Start of Document section

Sex is one of the first identifying genetic characteristics that a new baby presents to parents and to society. The law in England, Wales and Northern Ireland requires that all births be registered within 42 days, under the Births and Deaths Registration Act 1953. Although not explicit in the Act, part of the information required is that the child's sex is identified on the birth certificate as either male or female. I argue that the medical and legal requirement to conform to binary biological genetic sex results in the immediate violation of the physical integrity of the intersex child, leading to potentially devastating personal consequences. Significantly, this violation is symptomatic of both a medical system intent on 'fixing' abnormality and a legal system dependent on certainty of binary sex.
First, there is the medical problem. When the sex of a baby is difficult to distinguish, often through having ambiguous genitalia, there follows a complex and invasive medical and genetic diagnostic journey. Intersex is a general term used for a variety of conditions in which a person is born with a sexual or reproductive anatomy that does not fit the typical physical definitions of female or male. Medical practice uses the term 'management of Disorders of Sex Development (DSD)' to encompass congenital conditions in which the development of chromosomal, anatomical or gonadal sex is atypical. Medical science has evolved and interventions are carried out to physically 'correct' and 'align' an intersex child's sex to that which is genetically diagnosed and then legally recognised. The perceived benefit is that medicine can identify biological determinants of sex, align the child to a binary sex through intervention and therefore shape masculine and feminine gender identity as the child develops. What is apparent is that rather than consider intersex as another sex and allow time for a child to determine their identity as an individual, the goal of medicine is to immediately diagnose and manage a perceived genetic and physical abnormality to conform to the legally required male or female identity.

End of Document section
Start of Extracted information

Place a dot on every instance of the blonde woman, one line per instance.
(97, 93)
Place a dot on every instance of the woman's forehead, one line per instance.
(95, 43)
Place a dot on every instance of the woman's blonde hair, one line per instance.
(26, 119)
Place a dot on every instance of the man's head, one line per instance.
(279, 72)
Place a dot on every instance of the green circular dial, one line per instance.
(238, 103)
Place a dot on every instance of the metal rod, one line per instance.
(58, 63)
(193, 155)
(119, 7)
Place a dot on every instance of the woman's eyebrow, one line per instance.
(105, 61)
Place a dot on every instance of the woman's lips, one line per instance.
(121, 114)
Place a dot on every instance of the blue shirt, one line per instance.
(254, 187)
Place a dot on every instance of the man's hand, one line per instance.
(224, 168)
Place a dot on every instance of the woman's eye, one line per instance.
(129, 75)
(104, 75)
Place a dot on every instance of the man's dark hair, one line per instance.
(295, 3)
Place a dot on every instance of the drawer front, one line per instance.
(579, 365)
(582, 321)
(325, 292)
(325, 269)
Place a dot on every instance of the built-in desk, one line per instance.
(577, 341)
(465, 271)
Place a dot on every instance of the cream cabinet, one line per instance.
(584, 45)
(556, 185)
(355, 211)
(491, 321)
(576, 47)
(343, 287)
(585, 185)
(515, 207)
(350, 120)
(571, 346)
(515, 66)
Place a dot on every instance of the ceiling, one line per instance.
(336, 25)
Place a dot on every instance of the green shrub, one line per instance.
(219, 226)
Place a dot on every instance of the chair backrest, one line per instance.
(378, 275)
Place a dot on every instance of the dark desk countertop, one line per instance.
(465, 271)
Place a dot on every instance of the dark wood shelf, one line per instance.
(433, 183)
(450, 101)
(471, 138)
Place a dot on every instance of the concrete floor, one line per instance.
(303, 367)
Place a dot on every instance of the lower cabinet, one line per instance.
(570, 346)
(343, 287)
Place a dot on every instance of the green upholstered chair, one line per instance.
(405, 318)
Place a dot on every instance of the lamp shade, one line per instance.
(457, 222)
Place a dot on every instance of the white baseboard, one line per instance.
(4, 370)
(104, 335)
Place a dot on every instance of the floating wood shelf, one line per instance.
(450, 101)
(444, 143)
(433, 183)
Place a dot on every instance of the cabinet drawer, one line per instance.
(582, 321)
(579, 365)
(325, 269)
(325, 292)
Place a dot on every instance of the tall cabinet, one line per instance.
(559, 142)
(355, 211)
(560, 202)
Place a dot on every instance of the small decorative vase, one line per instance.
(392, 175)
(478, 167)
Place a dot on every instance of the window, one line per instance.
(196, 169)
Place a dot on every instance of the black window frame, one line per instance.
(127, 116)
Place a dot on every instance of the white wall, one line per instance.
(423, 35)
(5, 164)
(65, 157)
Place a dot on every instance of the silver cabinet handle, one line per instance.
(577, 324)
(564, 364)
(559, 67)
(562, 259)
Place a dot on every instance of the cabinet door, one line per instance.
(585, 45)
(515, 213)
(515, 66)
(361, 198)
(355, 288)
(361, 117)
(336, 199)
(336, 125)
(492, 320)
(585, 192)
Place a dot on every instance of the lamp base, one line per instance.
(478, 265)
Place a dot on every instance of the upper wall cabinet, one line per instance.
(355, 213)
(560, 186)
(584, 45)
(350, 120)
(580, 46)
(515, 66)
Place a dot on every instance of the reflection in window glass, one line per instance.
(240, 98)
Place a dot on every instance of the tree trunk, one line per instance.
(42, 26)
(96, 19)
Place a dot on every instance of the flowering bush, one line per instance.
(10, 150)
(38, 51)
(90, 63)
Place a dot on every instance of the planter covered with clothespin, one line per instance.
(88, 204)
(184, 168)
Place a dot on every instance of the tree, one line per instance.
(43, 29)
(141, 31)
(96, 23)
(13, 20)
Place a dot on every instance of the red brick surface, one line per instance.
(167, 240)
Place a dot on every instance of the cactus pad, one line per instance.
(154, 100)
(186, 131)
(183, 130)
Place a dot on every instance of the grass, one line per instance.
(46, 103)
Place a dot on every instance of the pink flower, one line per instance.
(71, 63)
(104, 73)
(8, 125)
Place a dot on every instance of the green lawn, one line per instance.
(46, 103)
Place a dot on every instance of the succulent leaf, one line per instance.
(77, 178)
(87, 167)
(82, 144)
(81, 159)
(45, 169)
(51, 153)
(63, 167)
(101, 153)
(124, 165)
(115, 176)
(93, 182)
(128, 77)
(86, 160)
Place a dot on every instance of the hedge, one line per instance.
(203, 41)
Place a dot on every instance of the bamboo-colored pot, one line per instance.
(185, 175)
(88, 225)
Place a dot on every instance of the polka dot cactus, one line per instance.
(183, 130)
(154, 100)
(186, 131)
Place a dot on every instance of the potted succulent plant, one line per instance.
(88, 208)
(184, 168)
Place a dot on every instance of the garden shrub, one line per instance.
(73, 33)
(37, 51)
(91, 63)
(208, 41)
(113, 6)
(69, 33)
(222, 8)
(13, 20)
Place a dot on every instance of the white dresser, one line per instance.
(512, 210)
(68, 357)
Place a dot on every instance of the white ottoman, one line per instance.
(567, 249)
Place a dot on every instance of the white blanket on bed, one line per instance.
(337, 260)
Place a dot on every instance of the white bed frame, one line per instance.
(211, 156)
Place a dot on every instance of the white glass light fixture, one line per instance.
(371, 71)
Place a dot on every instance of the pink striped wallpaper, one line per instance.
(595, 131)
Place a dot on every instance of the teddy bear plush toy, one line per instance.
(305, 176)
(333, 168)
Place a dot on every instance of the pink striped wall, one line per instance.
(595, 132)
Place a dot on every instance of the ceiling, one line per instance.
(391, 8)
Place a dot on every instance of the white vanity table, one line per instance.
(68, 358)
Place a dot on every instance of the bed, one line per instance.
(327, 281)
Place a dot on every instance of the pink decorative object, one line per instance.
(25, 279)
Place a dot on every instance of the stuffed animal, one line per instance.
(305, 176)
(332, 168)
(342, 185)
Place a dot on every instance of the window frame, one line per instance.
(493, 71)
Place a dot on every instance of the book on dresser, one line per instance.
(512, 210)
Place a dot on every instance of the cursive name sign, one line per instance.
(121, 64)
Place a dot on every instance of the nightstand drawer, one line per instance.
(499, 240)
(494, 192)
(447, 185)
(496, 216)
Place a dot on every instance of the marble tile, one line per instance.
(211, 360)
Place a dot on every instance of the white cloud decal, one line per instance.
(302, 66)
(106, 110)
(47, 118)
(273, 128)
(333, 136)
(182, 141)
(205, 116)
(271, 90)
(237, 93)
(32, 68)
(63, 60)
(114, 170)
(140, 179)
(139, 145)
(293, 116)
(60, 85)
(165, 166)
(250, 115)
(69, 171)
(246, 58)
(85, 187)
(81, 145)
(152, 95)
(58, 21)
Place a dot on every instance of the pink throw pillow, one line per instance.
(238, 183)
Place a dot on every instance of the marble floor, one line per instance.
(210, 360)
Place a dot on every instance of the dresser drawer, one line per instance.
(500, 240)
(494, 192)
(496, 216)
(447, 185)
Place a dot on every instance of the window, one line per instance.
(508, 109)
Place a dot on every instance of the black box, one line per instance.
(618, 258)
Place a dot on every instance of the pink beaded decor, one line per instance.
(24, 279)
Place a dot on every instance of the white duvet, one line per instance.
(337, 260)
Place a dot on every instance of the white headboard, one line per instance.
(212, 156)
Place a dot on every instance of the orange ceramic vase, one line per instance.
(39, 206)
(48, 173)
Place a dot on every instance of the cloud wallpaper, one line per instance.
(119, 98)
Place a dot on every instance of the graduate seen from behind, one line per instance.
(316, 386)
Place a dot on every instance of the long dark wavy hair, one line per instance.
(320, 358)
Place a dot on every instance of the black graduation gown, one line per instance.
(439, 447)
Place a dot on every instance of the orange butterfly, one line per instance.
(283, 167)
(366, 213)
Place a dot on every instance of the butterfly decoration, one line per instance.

End of Extracted information

(What this task involves)
Continue the essay on the registration and medical treatment of intersex children, starting after its last sentence.

(Output below)
Then there is the legal problem. The consideration of intersex as a legal issue is a relatively recent concern, as historically the social and cultural taboos surrounding intersex negated this. Central to this were the roles of religion and heterosexual normative values in society influencing law. The evolution of social attitudes and the distinguished concepts of sex and gender have led to the emergence of the intersex rights movement, which calls for legal recognition of a third sex for all those on the spectrum of intersex. However, the legal position of male and female sex in law exists beyond simply that of a person's identity. In a historically paternalistic society and legal system, the law requires recognition of sex for the purpose of inheritance and the legitimate conception of children and marriage. This has resulted in intersex people facing legal uncertainty and being unrecognised in their natural state.
In contrast to English birth registration, German and Dutch law provides that where a child's sex is not established, registration of birth can still be completed without registering the child's sex, which can be amended when it is established later in the child's life. This approach is considered as being preferable to English law from the intersex rights movement perspective, as it allows the intersex person to decide whether they identify as male or female. For some though, the third sex still promotes a desire for certainty by categorisation and so supporting intersex as a legally recognised third sex negates the possibility for a more fluid approach to the evolution of a person's sex within society. The law has considered the ability of an adult to legally be recognised as another gender, under the Gender Recognition Act 2004. The problem with this solution is that this focuses on transgender people and does not differentiate intersex, as it remains focused on binary male or female sexes. The fixation on binary sex is further seen in equality law where the genetic and physical nature of intersex characteristics from birth cannot receive legal protection from discrimination under the Equality Act 2010, which also defines sex as either male or female. Therefore, parents of an intersex baby are placed in an impossible legal situation because the baby must conform to either male or female sex to be recognised by the law.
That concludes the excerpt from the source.